### What this task involves
Copy the listing verbatim, excluding any images found in it.

▶

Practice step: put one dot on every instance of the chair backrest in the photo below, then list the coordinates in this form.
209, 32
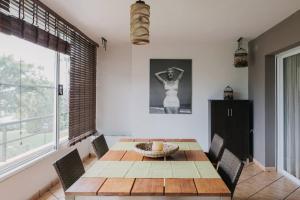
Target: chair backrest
69, 169
216, 149
230, 169
100, 146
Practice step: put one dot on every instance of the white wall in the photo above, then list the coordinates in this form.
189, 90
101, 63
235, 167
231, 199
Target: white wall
123, 88
113, 90
28, 182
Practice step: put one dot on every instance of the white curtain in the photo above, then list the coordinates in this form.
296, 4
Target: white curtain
292, 115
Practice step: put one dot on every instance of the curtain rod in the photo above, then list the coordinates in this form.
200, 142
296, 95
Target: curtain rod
44, 6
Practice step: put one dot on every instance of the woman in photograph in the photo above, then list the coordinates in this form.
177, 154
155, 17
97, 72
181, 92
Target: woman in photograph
171, 82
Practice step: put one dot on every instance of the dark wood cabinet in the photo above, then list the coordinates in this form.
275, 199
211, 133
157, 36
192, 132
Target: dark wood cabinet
233, 121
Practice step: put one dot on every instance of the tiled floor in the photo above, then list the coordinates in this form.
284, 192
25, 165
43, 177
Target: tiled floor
254, 184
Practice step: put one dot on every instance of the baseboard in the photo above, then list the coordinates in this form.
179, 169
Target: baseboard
263, 167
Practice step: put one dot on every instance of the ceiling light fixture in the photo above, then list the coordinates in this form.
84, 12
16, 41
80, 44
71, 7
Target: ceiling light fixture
240, 55
139, 23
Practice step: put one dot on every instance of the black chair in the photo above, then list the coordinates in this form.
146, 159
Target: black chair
230, 169
216, 149
69, 169
100, 146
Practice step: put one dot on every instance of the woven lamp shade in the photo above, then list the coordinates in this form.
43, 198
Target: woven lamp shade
139, 23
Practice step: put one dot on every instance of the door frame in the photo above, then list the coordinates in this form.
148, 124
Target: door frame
280, 112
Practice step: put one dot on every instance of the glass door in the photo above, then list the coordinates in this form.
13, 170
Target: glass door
288, 113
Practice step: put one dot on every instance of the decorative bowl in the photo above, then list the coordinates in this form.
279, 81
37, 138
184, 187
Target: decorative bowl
146, 149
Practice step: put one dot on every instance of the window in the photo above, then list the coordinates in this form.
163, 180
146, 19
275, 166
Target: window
64, 80
28, 111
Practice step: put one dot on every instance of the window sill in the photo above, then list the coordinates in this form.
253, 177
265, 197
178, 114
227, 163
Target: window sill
24, 166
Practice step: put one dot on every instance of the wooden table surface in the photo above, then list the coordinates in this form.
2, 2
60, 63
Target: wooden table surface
151, 186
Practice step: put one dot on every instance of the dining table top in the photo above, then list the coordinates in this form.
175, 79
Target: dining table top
146, 186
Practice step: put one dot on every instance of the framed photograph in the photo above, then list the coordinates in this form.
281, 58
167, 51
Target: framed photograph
170, 86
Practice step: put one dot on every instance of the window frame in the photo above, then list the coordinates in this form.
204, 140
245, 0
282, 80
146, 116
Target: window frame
28, 158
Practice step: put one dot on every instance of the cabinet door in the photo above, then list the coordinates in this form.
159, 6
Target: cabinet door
240, 129
219, 118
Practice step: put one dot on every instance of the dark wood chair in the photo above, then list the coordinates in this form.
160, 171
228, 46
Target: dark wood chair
216, 149
100, 146
230, 169
69, 169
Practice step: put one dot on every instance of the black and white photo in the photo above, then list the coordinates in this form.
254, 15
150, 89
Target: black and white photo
171, 86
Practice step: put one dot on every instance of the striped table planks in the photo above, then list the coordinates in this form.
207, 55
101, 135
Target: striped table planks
150, 187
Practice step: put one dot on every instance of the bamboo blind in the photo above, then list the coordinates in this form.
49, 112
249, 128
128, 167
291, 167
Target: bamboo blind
34, 21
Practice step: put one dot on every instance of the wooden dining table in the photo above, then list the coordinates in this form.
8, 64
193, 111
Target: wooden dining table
101, 185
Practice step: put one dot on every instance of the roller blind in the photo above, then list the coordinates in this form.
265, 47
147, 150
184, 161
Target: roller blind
34, 21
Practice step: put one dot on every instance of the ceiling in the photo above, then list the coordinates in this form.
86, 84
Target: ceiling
173, 20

◀

### The result
Practice step: put one dot on every instance of the chair backrest in the photo below, then list the coordinates in this form.
209, 32
Target: chair backrest
69, 169
216, 149
230, 169
100, 146
Practice step: put one dot on every instance of the white wall in the photo above, then list the coordinates in this form.
189, 90
101, 63
235, 167
231, 199
Target: white wall
123, 88
113, 90
28, 182
Practice step: put one dot on every instance of the white curtain in the photo above, then list the coordinates in this form.
296, 4
Target: white curtain
292, 115
Practice step: put one dot on every instance of the curtain rod in the photo above, then list the coordinates in this form.
200, 142
296, 95
Target: curtain rod
44, 6
Practice step: put one dot on every instance of the woman in photograph in the photo above, then list the coordinates in this form.
177, 154
155, 17
97, 72
181, 92
Target: woman in photograph
171, 82
Practice step: put one dot on every instance of the dark wood cabinet in the photo above, then list the coordinates in this form.
275, 199
211, 133
157, 36
192, 132
Target: dark wood cabinet
233, 121
Practice step: put one dot on every instance of the tiled floor in the photo above, then list the coordinates in this form.
284, 192
25, 165
43, 177
Target: tiled floor
254, 184
Practice step: put one dot on every instance of the baseboard in the photo above, then list the coordinates in this form.
179, 169
Target: baseboard
263, 167
Practice step: put one dot on every instance of the ceiling light fixture in the photo above, then list the coordinates in this form.
84, 12
16, 41
80, 44
71, 7
Target: ceiling light fixture
240, 55
139, 23
Practice step: put one dot on every instance of the black chair in the photo above, then list the coordinates in this form.
146, 159
Target: black chair
230, 169
216, 149
69, 169
100, 146
Practice step: put one dot on every instance of the woven lamp shade in the photo above, then list the coordinates in this form.
43, 198
Target: woven lamp shade
139, 23
Practice step: put one dot on every instance of the door frame in the photo above, then list the coordinates in this form.
148, 124
Target: door frame
280, 112
Practice step: put one dot on every instance of the glass door in the photo above, then list the coordinates in this form.
13, 170
Target: glass door
288, 113
Practice step: put one dot on every instance of the decorative bowl in the photo above, then list the coordinates in this form.
279, 81
37, 138
184, 187
Target: decorative bowl
146, 149
Practice step: put one dot on every instance of the window in the photo above, then list the coordinates in this form.
163, 180
146, 19
275, 166
Target: window
64, 80
28, 111
Practice step: put one dot on every instance of the window sill in the photo above, then list the coordinates in this form.
253, 177
265, 197
178, 114
227, 163
Target: window sill
24, 166
Practice step: put one dot on every instance of the wooden table surface in the photo above, then list the coordinates in this form.
2, 2
60, 63
Target: wooden table surface
151, 186
Practice step: put one dot on every instance of the dining table top in the photo above, then list the coordinates in this form.
175, 79
Target: dining table top
146, 186
Practice step: put one dot on every instance of the framed photograph in the photo above, then list the coordinates in this form.
281, 58
167, 51
Target: framed photograph
170, 86
Practice step: put one dot on every instance of the window frame in the photo above, then list the coordinates in this form.
204, 140
245, 0
282, 80
146, 116
Target: window frame
28, 158
Practice step: put one dot on every instance of the cabinet door in the photo above, then list the coordinates in this form.
159, 6
Target: cabinet door
240, 129
219, 118
Practice step: put one dot on every instance of the dark wood chair in the photo above, then list the coordinates in this form.
160, 171
228, 46
Target: dark wood chair
216, 149
100, 146
230, 169
69, 169
Practice step: put one dot on every instance of the black and white photo in the photo above, then list the coordinates in this form.
254, 15
150, 89
Target: black and white photo
171, 86
Practice step: put one dot on every instance of the striped table planks in the photo above, then list the coordinates in this form.
207, 55
101, 135
Target: striped table planks
150, 187
Practice step: put one dot on every instance of the bamboo blind in the photo above, then list the coordinates in this form.
49, 112
249, 128
128, 167
291, 167
Target: bamboo blind
34, 21
Practice step: put one dot on every instance of the wooden dining table in the photo above, then list the coordinates in this form.
8, 64
193, 111
Target: wooden dining table
101, 185
Practice step: put one dot on every instance of the roller blind in the photo above, then list the coordinates in this form.
265, 47
147, 150
184, 161
Target: roller blind
34, 21
Practice step: put one dot on every instance of the ceiling in the photo above, then list the coordinates in this form.
86, 84
Target: ceiling
173, 20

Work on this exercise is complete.